[Entries on finding named things]
....................
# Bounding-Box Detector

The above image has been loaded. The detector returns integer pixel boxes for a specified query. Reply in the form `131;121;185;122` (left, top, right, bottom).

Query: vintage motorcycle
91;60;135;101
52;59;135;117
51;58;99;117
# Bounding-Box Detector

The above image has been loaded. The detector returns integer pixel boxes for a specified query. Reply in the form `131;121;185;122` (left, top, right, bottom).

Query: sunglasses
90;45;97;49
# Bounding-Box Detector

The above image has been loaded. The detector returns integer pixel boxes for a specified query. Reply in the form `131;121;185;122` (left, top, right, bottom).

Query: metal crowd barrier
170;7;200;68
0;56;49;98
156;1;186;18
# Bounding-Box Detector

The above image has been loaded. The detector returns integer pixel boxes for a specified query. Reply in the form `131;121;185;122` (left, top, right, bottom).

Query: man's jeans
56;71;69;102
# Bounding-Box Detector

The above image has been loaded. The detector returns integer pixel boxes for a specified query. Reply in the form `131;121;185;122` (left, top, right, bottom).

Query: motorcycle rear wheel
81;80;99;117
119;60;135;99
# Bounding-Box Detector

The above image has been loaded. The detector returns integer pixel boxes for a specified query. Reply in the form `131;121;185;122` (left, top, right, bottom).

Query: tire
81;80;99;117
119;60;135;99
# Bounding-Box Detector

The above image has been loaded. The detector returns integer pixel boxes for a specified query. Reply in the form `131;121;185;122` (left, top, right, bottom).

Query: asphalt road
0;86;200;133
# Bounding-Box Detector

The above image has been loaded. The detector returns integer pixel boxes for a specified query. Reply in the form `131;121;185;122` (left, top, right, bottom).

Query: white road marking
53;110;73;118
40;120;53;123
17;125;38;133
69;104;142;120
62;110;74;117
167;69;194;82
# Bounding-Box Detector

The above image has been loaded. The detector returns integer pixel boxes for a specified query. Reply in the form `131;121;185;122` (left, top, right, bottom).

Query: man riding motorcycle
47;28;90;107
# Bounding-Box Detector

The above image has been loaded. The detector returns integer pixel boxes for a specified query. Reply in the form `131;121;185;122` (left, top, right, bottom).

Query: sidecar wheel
....................
**Given instruction**:
Arrange the lines from the start of the data through the line containing "167;69;194;82" as a Markdown table with the columns Row and Line, leaving out blank lines.

**Exercise answer**:
| Row | Line |
|---|---|
| 1 | # Bounding-Box Detector |
| 2 | The above image has been loaded. The detector returns integer pixel boxes for a specified query. Reply in the form `131;121;185;122` (left, top, right, bottom). |
| 3 | Query: vintage motorcycle |
| 4 | 91;60;135;101 |
| 5 | 52;59;135;117 |
| 6 | 51;58;99;117 |
| 7 | # Bounding-Box Detector |
| 8 | The above image has been loaded. The detector returns integer pixel boxes for a specified query. Reply in the form `131;121;185;122` (left, top, right, bottom). |
| 9 | Query: sunglasses |
| 10 | 90;45;97;49 |
| 11 | # Bounding-Box Detector |
| 12 | The above image has been loaded. The detector returns integer pixel boxes for a specified query. Reply in the form `131;121;185;122` (left, top, right, bottom). |
| 13 | Query: metal crowd barrier |
| 14 | 170;7;200;68 |
| 15 | 0;56;49;98 |
| 16 | 156;1;186;18 |
| 17 | # Bounding-Box Detector |
| 18 | The above image has been loaded. The detector returns integer pixel boxes for a specified query. Reply in the form `131;121;185;122` (left, top, right, bottom). |
| 19 | Query: man's jeans |
| 20 | 56;71;69;102 |
| 21 | # Bounding-Box Detector |
| 22 | The above image has been loaded. The detector returns integer pixel boxes for a specified query. Reply in the form `131;121;185;122` (left, top, right, bottom). |
| 23 | Query: motorcycle rear wheel |
| 24 | 81;80;99;117 |
| 25 | 119;60;135;99 |
| 26 | # Bounding-Box Detector |
| 27 | The above image has been loaded. The detector returns integer pixel boxes for a specified query. Reply in the form `131;121;185;122` (left, top, right, bottom). |
| 28 | Query: tire |
| 29 | 81;80;99;117 |
| 30 | 119;60;135;99 |
| 31 | # Bounding-Box Detector |
| 32 | The above image has been loaded. The detector returns integer pixel boxes for a specified query. Reply in the form `131;121;185;122` (left, top, right, bottom). |
| 33 | Query: asphalt road |
| 34 | 0;86;200;133 |
| 35 | # Bounding-Box Detector |
| 36 | The above image has been loaded. The detector returns integer pixel boxes for a specified query. Reply in the form `131;121;185;122` (left, top, right, bottom). |
| 37 | Query: white road marking |
| 38 | 53;110;73;118 |
| 39 | 40;120;53;123 |
| 40 | 17;125;38;133 |
| 41 | 69;104;142;120 |
| 42 | 62;110;74;117 |
| 43 | 167;69;194;82 |